(What you will do) Identify every line in the records below that contains the word "overcast", and copy each of those lines.

(Material provided)
------------------------------------

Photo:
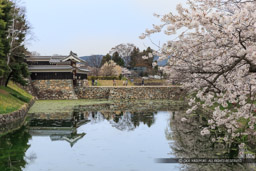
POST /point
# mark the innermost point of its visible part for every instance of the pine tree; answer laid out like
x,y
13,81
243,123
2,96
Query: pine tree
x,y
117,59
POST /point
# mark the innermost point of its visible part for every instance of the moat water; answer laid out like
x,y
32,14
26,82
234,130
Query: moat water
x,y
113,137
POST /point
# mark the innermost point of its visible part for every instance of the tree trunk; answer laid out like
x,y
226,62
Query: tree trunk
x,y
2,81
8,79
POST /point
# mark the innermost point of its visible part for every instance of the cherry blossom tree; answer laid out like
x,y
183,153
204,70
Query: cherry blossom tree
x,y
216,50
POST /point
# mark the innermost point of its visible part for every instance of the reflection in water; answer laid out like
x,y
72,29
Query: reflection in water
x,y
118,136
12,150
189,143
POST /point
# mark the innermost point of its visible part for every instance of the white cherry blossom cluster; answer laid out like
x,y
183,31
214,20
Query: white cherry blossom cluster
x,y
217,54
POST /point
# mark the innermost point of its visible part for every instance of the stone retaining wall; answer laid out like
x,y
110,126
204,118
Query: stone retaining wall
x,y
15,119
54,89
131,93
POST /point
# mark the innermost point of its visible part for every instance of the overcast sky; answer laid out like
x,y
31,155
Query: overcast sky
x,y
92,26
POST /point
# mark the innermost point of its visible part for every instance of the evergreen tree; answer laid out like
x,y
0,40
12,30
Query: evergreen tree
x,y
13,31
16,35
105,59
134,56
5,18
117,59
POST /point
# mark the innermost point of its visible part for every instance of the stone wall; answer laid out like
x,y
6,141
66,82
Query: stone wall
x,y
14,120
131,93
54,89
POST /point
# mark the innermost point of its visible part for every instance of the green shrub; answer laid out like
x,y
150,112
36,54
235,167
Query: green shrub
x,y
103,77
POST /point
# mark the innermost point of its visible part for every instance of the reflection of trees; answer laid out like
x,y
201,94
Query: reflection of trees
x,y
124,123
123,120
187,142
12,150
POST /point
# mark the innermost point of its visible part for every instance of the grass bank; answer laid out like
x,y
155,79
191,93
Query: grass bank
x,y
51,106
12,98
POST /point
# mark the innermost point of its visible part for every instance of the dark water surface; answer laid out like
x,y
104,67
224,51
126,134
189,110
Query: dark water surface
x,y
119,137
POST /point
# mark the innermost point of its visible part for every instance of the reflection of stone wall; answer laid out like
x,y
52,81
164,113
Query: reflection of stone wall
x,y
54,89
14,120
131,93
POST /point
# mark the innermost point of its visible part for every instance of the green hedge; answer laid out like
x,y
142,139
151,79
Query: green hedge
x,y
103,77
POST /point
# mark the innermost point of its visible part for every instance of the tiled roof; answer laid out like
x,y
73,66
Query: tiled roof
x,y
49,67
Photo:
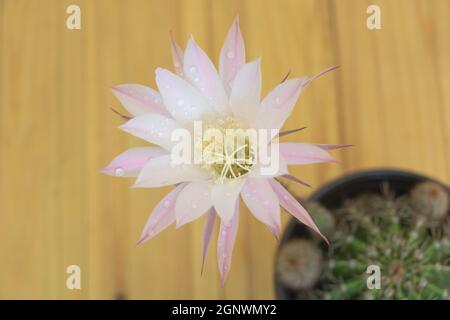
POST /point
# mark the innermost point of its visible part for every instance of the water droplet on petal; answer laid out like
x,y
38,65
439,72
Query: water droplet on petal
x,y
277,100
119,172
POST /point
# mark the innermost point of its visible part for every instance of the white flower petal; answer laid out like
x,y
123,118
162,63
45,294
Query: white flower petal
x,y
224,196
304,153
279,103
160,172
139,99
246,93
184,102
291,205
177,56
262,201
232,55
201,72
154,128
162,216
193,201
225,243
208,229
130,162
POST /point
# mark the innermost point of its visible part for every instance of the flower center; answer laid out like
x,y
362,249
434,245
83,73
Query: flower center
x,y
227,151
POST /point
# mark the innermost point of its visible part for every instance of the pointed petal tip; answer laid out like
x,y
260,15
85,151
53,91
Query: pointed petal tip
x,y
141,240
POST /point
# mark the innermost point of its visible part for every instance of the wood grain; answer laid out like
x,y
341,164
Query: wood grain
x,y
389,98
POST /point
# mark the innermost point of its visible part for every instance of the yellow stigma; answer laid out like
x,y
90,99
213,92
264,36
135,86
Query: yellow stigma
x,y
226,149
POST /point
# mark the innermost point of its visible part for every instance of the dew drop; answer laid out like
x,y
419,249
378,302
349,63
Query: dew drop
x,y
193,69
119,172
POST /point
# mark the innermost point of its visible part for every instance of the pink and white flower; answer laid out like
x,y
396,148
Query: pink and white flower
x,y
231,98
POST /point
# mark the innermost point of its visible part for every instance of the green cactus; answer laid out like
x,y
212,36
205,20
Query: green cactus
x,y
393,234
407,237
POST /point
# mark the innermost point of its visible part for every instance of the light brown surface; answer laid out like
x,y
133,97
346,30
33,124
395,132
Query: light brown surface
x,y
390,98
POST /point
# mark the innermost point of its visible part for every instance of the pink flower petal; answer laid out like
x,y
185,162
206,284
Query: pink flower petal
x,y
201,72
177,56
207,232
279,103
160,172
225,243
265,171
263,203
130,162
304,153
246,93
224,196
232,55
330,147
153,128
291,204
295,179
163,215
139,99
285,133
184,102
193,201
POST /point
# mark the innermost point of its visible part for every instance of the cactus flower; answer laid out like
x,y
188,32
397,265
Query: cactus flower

------------------------------------

(Response to this task)
# mark the innermost point of its visible part for every instance of the overcast sky; answer laid out like
Query: overcast sky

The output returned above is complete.